Consigne 1:
Recopiez un passage de la notice sur Jirô Taniguchi. Commencez aux mots « Né en 1947 Jirô » et arrêtez-vous après « sans plus attendre. ».

Né en 1947 Jirô Taniguchi commence sa carrière de dessinateur dans les années 70. Récits historiques (Le temps de Botchan), d’aventure, « hard-boiled » (Trouble is my business) alternent la première partie de son œuvre, ou il est associé avec différents scénaristes. Au début des années 90 il explore une veine intimiste ou les souvenirs d’enfance, les émotions sont magnifiées par une approche sensible du quotidien. Une sensibilité que l’on retrouve dans ses récits animaliers (Blanco, Séton) qui explorent la relation complexe de l’homme dans son environnement. Révélé au grand public suite aux prix récoltés au festival d’Angoulême en 2003 pour Quartier lointain (meilleur scenario) et en 2005 pour Le sommet des dieux (meilleur dessin), Jirô Taniguchi est l’auteur d’une œuvre majeure qui renferme quelques pépites à croquer sans plus attendre.
Casterman
Collection « Sakka »

Enregistrements fournis:
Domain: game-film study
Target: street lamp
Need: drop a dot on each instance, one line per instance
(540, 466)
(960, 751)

...

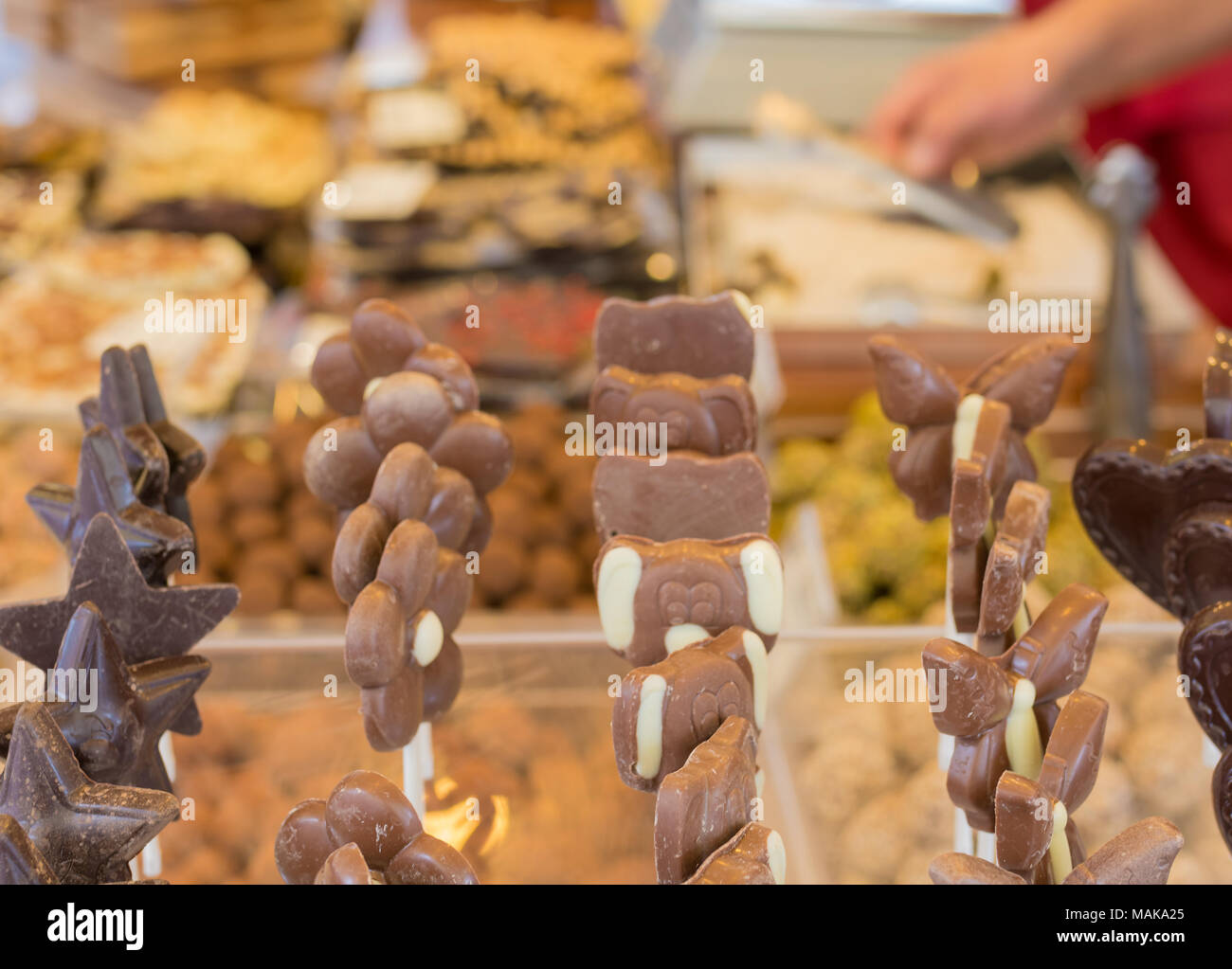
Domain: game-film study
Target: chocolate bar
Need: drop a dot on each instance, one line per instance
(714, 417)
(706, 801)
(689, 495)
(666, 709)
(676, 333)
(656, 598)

---

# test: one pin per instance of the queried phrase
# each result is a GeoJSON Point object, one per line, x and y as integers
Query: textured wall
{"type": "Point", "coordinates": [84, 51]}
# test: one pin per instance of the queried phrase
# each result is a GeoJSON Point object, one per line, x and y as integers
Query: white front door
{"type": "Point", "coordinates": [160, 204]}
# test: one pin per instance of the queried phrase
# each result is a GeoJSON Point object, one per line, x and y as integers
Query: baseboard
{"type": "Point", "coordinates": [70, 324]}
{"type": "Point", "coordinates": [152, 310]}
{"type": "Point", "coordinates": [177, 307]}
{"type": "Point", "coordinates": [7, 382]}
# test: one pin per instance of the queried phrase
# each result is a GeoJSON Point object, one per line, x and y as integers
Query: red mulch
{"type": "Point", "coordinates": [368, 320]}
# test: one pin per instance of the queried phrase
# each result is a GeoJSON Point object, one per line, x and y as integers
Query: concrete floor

Consigne 2:
Dénombrez les lignes des enregistrements qui contiennent la chaîne « Target ». Indiquez uniquement ce nombre.

Réponse 1:
Né en 1947 Jirô Taniguchi commence sa carrière de dessinateur dans les années 70. Récits historiques (Le temps de Botchan), d’aventure, « hard-boiled » (Trouble is my business) alternent la première partie de son œuvre, ou il est associé avec différents scénaristes. Au début des années 90 il explore une veine intimiste ou les souvenirs d’enfance, les émotions sont magnifiées par une approche sensible du quotidien. Une sensibilité que l’on retrouve dans ses récits animaliers (Blanco, Séton) qui explorent la relation complexe de l’homme dans son environnement. Révélé au grand public suite aux prix récoltés au festival d’Angoulême en 2003 pour Quartier lointain (meilleur scenario) et en 2005 pour Le sommet des dieux (meilleur dessin), Jirô Taniguchi est l’auteur d’une œuvre majeure qui renferme quelques pépites à croquer sans plus attendre.

Réponse 2:
2